:: GIVEN PROBLEM ::
Return the lines below exactly, starting with the line that contains "the finger in" and stopping after the last line.

:: Dataset rows on where objects appear ::
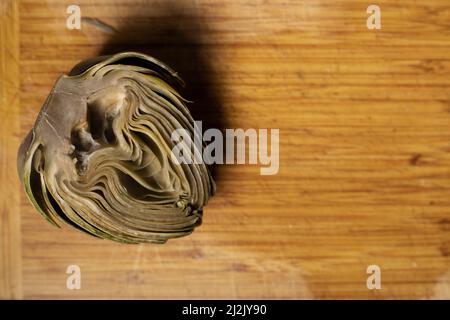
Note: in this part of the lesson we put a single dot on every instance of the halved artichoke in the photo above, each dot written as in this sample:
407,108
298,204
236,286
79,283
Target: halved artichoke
98,156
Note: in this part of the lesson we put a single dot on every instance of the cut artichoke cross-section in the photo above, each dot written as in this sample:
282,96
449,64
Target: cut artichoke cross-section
99,154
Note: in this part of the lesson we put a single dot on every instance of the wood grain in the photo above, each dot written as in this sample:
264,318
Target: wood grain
10,235
364,174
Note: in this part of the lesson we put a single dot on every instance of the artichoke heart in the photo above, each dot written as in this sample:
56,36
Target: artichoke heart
99,154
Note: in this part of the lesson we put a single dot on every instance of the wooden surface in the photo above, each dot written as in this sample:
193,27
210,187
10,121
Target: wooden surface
364,174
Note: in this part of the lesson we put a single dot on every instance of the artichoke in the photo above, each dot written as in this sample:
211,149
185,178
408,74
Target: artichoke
99,154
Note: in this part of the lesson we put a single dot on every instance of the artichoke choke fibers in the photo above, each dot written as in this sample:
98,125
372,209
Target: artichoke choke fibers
98,156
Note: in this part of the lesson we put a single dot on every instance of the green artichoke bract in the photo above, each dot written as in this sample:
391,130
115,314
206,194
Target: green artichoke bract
98,156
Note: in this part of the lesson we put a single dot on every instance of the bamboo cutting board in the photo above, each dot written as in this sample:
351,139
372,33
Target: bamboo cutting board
364,173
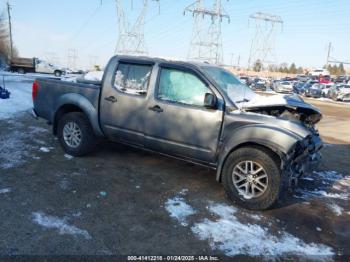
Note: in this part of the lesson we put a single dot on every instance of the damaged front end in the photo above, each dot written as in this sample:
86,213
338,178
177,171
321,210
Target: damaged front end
304,157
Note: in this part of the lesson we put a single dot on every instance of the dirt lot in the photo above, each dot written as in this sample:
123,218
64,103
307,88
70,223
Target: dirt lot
120,200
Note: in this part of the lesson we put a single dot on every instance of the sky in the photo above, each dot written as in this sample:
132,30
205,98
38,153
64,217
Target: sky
50,28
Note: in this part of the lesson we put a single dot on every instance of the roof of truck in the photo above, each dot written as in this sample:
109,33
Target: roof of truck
164,60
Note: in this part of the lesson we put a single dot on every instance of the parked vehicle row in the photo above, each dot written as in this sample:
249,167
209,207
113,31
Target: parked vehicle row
308,86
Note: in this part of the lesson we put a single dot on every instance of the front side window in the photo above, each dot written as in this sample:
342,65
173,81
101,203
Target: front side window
181,87
132,78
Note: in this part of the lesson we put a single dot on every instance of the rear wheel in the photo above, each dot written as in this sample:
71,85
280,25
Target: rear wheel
76,134
252,178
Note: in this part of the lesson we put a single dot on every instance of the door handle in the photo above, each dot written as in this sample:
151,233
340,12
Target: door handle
111,99
156,108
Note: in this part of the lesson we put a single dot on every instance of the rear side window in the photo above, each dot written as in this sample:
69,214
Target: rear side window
132,78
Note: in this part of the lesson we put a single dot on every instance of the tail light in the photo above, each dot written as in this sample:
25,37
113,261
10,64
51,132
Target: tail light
35,90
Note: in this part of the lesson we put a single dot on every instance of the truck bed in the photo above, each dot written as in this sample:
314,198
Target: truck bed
52,93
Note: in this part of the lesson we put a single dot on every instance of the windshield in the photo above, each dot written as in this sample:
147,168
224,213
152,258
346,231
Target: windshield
230,85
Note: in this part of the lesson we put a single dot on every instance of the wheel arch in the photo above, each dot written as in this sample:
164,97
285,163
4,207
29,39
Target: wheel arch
278,143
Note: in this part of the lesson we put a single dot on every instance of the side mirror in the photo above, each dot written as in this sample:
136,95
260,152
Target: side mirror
210,101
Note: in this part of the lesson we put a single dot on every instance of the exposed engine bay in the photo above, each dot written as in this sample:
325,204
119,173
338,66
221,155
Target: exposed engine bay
305,155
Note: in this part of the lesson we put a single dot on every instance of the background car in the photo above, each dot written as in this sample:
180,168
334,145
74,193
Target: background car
314,91
325,88
340,92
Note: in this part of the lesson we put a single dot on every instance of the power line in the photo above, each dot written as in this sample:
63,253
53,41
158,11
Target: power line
263,43
131,38
206,43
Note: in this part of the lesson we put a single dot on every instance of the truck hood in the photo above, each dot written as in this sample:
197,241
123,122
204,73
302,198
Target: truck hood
291,107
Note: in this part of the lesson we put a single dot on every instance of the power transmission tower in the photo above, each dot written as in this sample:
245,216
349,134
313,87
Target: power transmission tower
10,28
328,53
206,43
264,41
131,39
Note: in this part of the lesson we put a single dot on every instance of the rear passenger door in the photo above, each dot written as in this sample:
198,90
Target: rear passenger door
123,102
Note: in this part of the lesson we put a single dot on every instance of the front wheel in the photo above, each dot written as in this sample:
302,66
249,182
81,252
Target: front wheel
76,134
252,178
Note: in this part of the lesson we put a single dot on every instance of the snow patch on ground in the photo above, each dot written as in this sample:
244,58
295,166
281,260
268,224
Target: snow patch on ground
334,186
337,210
20,100
179,209
5,190
235,238
45,149
59,224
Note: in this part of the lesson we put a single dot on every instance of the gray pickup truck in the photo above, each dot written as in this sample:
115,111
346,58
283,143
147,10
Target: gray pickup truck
259,146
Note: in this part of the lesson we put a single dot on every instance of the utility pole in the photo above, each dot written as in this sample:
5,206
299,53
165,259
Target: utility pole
10,28
328,53
263,43
72,58
131,38
206,43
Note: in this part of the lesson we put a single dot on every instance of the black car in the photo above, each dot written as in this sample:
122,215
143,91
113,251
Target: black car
298,87
314,91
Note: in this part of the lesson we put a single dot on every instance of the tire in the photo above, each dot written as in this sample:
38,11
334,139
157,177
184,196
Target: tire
274,185
58,73
87,137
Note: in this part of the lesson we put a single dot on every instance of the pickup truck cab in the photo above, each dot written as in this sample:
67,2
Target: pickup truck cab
196,112
34,65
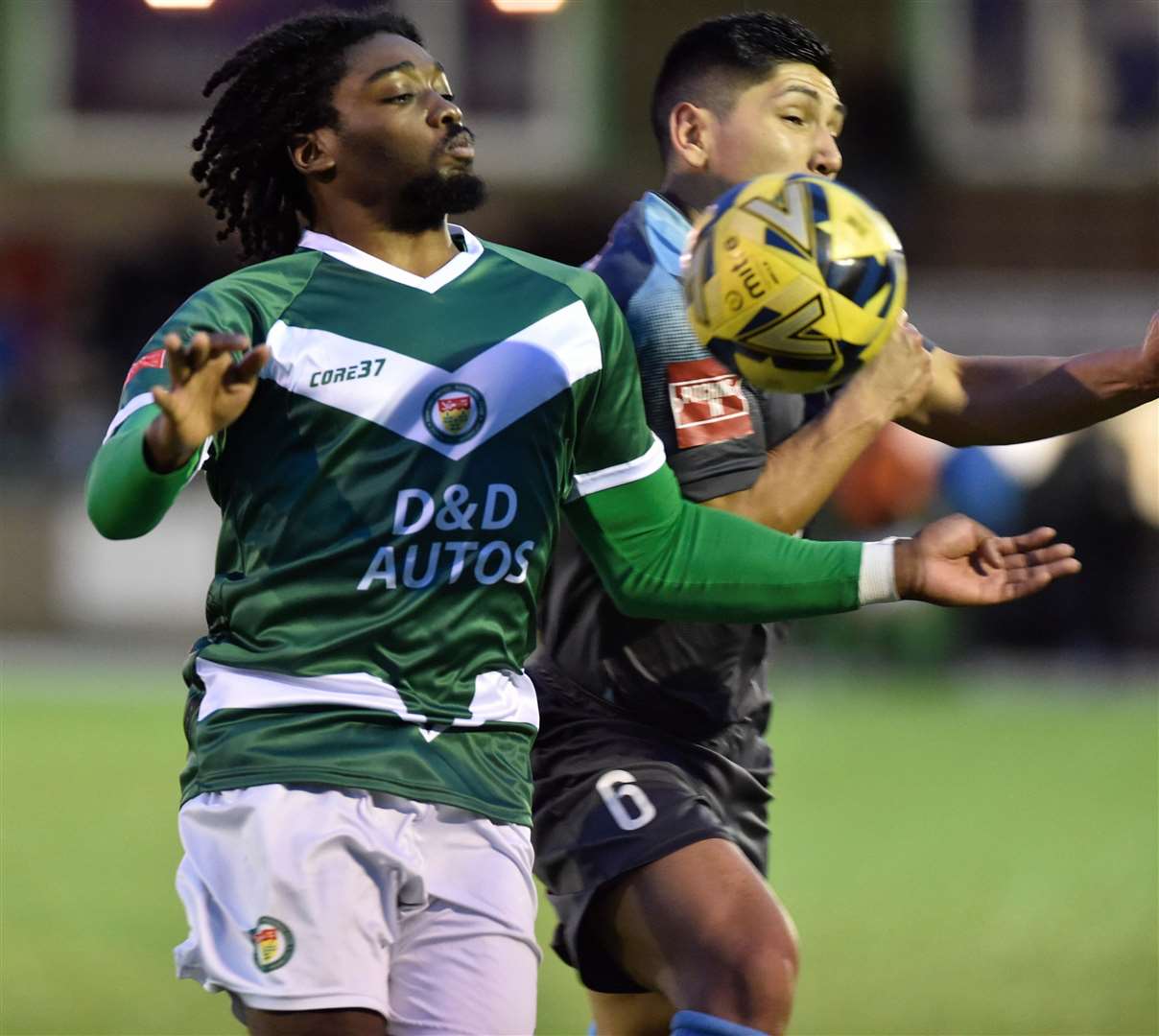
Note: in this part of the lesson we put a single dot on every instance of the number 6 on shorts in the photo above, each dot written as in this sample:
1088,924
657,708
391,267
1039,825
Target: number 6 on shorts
617,789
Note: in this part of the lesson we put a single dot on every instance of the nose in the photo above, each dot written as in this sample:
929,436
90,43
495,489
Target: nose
443,112
826,155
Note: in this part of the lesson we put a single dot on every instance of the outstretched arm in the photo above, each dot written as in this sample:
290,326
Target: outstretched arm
664,557
991,400
138,473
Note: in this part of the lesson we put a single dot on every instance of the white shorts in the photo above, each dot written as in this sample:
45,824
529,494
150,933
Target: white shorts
302,897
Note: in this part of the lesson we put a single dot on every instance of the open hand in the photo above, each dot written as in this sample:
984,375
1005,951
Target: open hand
958,561
898,379
209,390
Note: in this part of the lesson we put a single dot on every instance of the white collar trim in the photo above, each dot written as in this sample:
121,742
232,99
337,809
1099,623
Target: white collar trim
363,261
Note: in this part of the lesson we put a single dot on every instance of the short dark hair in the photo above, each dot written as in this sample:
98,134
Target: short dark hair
279,83
713,61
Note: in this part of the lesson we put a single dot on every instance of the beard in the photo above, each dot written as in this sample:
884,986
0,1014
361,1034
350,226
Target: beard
428,200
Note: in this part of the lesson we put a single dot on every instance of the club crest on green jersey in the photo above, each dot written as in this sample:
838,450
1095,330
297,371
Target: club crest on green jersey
272,943
455,412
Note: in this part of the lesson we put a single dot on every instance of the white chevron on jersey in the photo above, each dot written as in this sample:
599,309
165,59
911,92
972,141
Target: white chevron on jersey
513,377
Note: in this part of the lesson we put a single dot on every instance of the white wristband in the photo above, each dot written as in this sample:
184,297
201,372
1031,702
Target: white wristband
876,582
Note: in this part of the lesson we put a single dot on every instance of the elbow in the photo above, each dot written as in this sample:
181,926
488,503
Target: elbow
630,597
110,525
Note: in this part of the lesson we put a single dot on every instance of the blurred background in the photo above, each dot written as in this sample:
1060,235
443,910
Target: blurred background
1014,145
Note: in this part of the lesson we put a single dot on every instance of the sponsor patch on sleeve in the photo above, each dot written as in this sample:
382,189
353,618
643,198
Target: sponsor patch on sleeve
150,360
708,404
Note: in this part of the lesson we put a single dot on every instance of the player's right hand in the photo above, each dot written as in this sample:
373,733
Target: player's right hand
958,561
209,390
901,376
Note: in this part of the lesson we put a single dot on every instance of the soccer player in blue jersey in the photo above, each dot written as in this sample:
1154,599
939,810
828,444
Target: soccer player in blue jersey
650,767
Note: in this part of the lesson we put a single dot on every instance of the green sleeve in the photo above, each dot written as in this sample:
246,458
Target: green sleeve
664,557
124,496
613,433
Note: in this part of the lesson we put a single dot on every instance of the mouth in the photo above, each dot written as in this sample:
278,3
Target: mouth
461,146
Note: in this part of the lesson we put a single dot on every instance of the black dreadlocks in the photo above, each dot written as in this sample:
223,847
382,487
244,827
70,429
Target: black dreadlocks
280,83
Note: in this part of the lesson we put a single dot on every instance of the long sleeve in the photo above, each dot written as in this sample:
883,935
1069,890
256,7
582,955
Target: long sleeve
124,496
661,556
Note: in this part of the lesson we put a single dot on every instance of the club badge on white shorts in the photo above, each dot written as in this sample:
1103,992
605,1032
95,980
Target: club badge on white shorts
272,943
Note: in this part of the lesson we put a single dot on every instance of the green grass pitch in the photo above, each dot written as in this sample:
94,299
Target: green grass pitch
958,859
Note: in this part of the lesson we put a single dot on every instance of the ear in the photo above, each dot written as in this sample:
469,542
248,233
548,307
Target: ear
313,153
690,130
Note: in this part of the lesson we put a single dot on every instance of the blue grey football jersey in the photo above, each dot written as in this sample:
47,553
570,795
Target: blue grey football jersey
689,678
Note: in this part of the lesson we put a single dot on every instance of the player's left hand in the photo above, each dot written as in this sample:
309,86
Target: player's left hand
958,561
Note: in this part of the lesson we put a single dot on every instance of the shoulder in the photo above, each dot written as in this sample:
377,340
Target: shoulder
627,260
585,285
268,284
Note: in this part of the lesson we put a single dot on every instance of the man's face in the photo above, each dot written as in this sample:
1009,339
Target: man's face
789,123
400,145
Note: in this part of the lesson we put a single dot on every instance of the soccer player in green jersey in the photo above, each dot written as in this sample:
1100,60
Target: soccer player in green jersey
391,462
651,767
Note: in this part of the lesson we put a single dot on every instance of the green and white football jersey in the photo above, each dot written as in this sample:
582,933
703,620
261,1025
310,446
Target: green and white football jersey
389,505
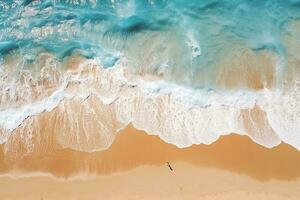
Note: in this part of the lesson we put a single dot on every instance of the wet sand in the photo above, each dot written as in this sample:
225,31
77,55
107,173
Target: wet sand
134,167
153,182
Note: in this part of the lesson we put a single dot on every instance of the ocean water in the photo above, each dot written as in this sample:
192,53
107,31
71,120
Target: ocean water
188,71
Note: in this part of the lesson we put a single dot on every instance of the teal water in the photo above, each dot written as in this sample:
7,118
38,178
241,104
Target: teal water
174,36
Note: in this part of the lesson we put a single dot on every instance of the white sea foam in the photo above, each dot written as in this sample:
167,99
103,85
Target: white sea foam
178,115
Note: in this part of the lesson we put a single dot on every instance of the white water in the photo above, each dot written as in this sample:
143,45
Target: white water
178,115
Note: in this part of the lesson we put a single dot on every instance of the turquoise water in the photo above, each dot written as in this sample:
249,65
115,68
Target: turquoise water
184,37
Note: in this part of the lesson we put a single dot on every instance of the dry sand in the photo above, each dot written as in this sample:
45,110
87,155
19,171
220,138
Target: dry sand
134,167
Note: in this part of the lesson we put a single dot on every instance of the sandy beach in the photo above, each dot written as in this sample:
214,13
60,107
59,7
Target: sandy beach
134,167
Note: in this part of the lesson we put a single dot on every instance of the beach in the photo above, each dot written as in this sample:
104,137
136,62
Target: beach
134,167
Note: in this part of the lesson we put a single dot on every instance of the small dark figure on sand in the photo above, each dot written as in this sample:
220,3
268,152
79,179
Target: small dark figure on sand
170,167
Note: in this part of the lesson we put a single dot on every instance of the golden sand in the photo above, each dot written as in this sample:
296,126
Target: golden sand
153,182
134,167
133,148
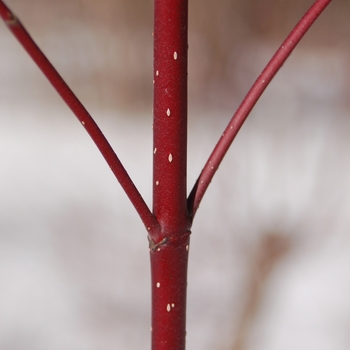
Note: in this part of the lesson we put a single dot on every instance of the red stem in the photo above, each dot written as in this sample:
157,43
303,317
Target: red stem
84,117
249,102
169,253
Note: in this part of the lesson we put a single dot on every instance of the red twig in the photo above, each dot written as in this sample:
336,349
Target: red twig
84,117
169,253
249,102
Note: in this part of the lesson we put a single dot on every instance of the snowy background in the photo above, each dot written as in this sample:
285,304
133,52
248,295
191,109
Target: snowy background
270,249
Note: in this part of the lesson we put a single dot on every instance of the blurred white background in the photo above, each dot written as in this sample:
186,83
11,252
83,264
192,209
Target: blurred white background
270,249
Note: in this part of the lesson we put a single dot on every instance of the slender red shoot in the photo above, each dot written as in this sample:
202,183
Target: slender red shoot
83,116
249,102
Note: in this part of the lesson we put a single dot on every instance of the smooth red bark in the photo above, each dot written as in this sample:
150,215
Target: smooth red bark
83,116
249,102
169,258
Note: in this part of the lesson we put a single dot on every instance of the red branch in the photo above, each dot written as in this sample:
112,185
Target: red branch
169,253
84,117
249,102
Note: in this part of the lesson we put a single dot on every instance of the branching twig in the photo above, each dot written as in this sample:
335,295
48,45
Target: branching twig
84,117
249,102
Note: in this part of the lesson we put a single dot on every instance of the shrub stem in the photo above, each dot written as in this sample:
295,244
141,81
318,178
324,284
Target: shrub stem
169,252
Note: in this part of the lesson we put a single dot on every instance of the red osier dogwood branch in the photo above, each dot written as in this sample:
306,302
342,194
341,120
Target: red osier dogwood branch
169,225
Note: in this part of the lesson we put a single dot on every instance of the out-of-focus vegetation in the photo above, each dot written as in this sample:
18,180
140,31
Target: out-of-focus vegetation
104,48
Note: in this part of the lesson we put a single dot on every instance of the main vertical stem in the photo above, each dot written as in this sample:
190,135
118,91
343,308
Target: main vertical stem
169,250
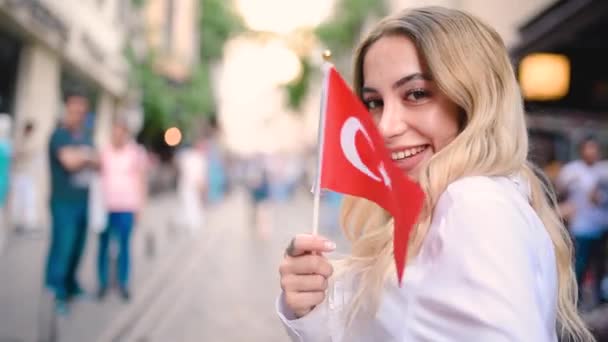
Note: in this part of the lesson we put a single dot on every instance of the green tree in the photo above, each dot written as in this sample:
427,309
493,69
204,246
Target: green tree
166,103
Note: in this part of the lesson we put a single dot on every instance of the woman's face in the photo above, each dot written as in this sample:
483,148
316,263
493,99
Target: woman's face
415,119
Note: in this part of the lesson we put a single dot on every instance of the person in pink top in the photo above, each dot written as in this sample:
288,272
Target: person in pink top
124,185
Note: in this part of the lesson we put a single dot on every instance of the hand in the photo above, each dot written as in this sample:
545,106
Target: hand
304,272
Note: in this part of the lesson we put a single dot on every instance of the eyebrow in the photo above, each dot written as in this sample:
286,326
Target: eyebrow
403,80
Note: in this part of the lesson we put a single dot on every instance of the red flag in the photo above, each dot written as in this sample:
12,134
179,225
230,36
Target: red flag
355,161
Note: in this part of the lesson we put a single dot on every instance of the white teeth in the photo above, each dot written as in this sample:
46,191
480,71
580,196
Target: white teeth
407,153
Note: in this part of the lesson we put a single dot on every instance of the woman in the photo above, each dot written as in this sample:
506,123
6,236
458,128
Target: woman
124,184
488,260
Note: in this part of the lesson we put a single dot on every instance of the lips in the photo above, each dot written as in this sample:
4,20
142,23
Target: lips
409,152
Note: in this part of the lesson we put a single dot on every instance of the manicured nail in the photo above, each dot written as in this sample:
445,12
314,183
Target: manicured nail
330,245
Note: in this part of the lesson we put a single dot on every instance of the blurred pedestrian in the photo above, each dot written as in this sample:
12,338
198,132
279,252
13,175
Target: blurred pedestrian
488,258
580,180
124,183
192,186
24,192
258,185
72,161
5,176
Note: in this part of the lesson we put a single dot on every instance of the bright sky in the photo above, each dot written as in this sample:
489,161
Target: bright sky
251,101
283,16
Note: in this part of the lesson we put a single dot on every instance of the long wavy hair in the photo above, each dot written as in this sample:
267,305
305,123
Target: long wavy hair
469,63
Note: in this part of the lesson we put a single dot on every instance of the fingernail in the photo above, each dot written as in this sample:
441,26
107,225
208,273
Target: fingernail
329,245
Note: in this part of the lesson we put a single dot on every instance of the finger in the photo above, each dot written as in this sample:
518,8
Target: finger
306,264
306,243
302,302
306,283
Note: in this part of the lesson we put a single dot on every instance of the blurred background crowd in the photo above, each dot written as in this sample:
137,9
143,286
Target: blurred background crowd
198,121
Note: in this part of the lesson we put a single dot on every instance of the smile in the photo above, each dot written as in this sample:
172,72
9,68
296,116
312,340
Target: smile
408,153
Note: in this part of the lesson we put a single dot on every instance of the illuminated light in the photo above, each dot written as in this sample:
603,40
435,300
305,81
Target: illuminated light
173,136
544,76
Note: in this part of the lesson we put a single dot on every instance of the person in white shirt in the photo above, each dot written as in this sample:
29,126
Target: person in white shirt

:: PROBLEM SOLUTION ::
Note: in this part of the lesson we put a single dot on every instance of the finger in the photo above, each dot written as in this sample:
518,8
Target: finger
306,264
306,243
302,302
306,283
Note: in this part of the lesson we put a single dot on every instance of the blurred background crowd in the photo above, each dot written as in this sample:
137,9
143,286
Target: blurred background crowd
198,121
Note: in this part of the lesson we put a single dot on every instance of the smile in the photo above, each dot written as in this sample:
172,72
9,68
296,116
312,340
Target: smile
408,153
Note: in this part of the lesson we put a single dot on every instance of the illuminated light in the photo above, each dot written as in this sample:
603,40
435,300
305,81
Target: illuminated light
173,136
544,76
Note: in this part of the lesson we put a single dot on every instance of the person in white shirt in the photo above, each dot written as in this sample:
29,126
Target: person in white shirt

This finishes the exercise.